- [Your instructions]:
Repeat the whole listing exactly as written.

Data extracted from a collection
---*---
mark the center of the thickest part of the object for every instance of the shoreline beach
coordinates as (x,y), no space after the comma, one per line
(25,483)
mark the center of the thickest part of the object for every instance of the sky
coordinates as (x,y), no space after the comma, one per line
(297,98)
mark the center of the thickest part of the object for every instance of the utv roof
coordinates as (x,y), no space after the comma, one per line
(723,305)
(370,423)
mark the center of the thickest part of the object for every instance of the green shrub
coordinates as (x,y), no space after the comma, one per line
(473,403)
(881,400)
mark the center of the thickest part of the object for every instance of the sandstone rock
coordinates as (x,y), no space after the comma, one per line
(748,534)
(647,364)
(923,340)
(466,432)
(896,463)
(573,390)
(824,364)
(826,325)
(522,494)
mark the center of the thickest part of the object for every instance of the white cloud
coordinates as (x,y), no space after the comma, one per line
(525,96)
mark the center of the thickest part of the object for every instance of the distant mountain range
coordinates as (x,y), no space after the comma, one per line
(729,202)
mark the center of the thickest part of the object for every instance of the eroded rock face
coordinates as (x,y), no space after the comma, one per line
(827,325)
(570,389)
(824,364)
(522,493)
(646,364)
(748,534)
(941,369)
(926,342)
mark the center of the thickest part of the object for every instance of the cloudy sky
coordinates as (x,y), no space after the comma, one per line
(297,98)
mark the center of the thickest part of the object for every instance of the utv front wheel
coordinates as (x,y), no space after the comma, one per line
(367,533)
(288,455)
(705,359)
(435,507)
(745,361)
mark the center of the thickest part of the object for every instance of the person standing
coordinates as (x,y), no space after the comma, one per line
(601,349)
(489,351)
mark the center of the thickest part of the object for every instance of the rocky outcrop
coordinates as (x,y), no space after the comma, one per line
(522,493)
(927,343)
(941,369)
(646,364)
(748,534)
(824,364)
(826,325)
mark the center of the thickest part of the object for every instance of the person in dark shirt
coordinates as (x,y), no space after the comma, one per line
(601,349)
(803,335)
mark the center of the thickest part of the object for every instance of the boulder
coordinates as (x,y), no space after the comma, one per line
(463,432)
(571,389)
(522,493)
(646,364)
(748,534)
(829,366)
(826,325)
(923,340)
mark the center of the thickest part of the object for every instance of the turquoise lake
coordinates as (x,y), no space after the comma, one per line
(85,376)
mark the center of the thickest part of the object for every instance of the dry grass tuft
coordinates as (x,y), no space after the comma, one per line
---*---
- [Exercise result]:
mark the center of the thickest part of the object for every instance of the shoreline beach
coordinates as (x,y), no space after the comma, one per line
(25,483)
mark the center of the thickest part of the object for every instance of the sky
coordinates as (x,y), no space after the comma, one per line
(297,98)
mark the center of the thickest part of the object for every instance of the utv roof
coordinates as (x,y), no space after the comma, one per line
(723,305)
(370,423)
mark the center of the thickest part of the object for every instance of the green shrub
coordinates as (x,y), no space after the comma, one per line
(473,403)
(881,400)
mark the center of the thickest part of the object for every instance of the sandstone rock
coordinates as (x,y), no space after the comma, one per line
(748,534)
(647,364)
(923,340)
(466,432)
(896,463)
(573,390)
(824,364)
(826,325)
(522,494)
mark the center of the thickest part of the object for every instance of the white cloud
coordinates as (x,y), no space after the comma, one per line
(525,96)
mark the center of the thickest part of the object for every instance of the distant mountain range
coordinates as (x,y), no space after the comma, one per line
(729,202)
mark the center of the thickest part of the object for every instance of the eroded rock face
coordinates as (x,y), no space after the comma, one per line
(827,325)
(570,389)
(824,364)
(522,493)
(646,364)
(748,534)
(941,369)
(926,342)
mark the center of the thickest part of the object for every instance of the cloudy sky
coordinates as (x,y), no space after the comma, one per line
(297,98)
mark the center of the thickest part of the object for every instance of the utv front wheel
coordinates as (x,y), no space after the comma, one per line
(367,533)
(288,455)
(705,359)
(435,507)
(745,361)
mark the center of the thickest part of the object for every instance of the person standing
coordinates as (x,y), no space after the comma, one per line
(601,349)
(489,351)
mark the center of the thickest part of the object for every instance of the rocky outcrop
coordinates as (x,y), no space after the comma, one per line
(522,493)
(927,343)
(941,369)
(646,364)
(748,534)
(824,364)
(826,325)
mark the center of the thickest part of the object for every instance of the person in dark shirt
coordinates as (x,y), no space after the comma, one per line
(601,349)
(803,335)
mark the center of the thickest part of the object for every instance of the boulder
coordinates as (x,y), no space after the comma, one per line
(463,432)
(571,389)
(522,493)
(646,364)
(748,534)
(829,366)
(826,325)
(923,340)
mark the center of the thickest part of the object for every instance of the turquoise lake
coordinates as (x,y), no space after the comma, one per line
(85,376)
mark the center of the thickest part of the object for every instance of the dry grass tuft
coordinates as (x,y), no space after the comma, one per line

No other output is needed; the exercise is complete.